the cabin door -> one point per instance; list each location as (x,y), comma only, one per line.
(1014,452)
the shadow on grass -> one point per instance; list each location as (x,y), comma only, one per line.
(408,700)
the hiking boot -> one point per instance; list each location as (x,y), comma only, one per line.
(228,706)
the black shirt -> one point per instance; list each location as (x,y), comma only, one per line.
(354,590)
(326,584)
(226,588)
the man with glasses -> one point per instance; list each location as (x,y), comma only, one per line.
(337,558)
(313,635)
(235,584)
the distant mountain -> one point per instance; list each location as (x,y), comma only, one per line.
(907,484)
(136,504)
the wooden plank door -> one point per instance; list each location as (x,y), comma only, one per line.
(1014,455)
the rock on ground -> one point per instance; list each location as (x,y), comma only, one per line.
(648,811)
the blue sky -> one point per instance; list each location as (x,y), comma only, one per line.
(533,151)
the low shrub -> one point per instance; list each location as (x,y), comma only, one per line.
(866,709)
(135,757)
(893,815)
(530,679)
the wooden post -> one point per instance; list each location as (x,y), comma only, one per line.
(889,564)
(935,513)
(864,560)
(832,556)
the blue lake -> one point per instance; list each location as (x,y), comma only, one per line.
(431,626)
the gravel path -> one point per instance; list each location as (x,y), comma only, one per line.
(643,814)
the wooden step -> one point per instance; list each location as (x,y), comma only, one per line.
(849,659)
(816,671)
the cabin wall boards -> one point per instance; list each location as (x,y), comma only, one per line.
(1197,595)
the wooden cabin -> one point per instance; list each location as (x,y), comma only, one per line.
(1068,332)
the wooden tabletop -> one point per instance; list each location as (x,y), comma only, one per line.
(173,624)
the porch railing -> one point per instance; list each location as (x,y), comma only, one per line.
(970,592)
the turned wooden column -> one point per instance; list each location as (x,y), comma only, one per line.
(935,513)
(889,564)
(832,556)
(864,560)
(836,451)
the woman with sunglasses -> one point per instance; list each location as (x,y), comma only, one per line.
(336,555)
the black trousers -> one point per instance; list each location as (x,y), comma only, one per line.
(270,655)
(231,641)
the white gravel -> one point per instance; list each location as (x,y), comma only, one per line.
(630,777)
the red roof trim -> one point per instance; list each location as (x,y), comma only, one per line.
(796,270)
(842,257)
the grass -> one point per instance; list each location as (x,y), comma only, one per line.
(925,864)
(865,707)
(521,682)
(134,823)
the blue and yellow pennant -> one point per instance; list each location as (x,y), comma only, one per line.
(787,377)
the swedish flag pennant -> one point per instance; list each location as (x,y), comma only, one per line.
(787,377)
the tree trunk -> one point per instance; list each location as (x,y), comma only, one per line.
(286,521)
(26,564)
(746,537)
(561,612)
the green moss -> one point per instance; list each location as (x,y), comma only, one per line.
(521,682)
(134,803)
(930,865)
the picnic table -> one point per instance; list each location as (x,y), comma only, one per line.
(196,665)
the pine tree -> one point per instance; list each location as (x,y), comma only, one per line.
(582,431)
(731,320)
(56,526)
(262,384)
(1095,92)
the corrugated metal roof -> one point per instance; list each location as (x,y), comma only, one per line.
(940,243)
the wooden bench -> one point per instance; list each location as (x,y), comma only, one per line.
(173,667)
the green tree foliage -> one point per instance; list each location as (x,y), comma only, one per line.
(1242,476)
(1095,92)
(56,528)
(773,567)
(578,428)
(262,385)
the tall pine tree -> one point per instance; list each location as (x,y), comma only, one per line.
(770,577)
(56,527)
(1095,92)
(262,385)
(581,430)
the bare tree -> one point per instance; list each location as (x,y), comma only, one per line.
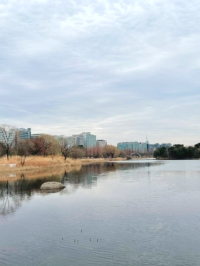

══════════

_TASK TO CARRY OUT_
Can you print every line of the entries word for word, starting with the line that contains "the blue and" and going on through the last line of the entries, leaving out any pictures?

_RESPONSE_
the blue and yellow pennant -> one point per instance; list each location as (x,y), comma only, one per line.
(787,377)
the swedish flag pennant -> one point per instance; list each location as (x,y), comma only, one per line.
(787,377)
the tree trunk -> one point per instance; list each location as (x,y), comma only, one per line.
(286,521)
(26,564)
(746,537)
(561,612)
the green moss -> one point per instance; list each location as (x,y), comma only, one per line.
(521,682)
(134,803)
(930,865)
the picnic table -> one point per instance; list each location as (x,y), comma only, one per line.
(196,665)
the pine tree -> one point per instance; list each location as (x,y), comma only, one per line.
(582,431)
(731,320)
(56,526)
(262,384)
(1095,92)
the corrugated metal roof -> one point per instance; list each location as (x,y), comma only, one per line.
(940,243)
the wooden bench -> one point per instance; list each location as (x,y), comma only, one per line.
(173,667)
the green tree foliage -> one point per instance; list each location as (x,y), comma only, one per line.
(1242,476)
(1095,92)
(56,528)
(773,567)
(578,428)
(262,385)
the tall pine tree -> one point per instance; list each location as (x,y), comma only, one per line.
(770,577)
(56,527)
(1095,92)
(262,385)
(581,430)
the bare tree -> one point per instance; list each location as (x,y), comma only, one per line.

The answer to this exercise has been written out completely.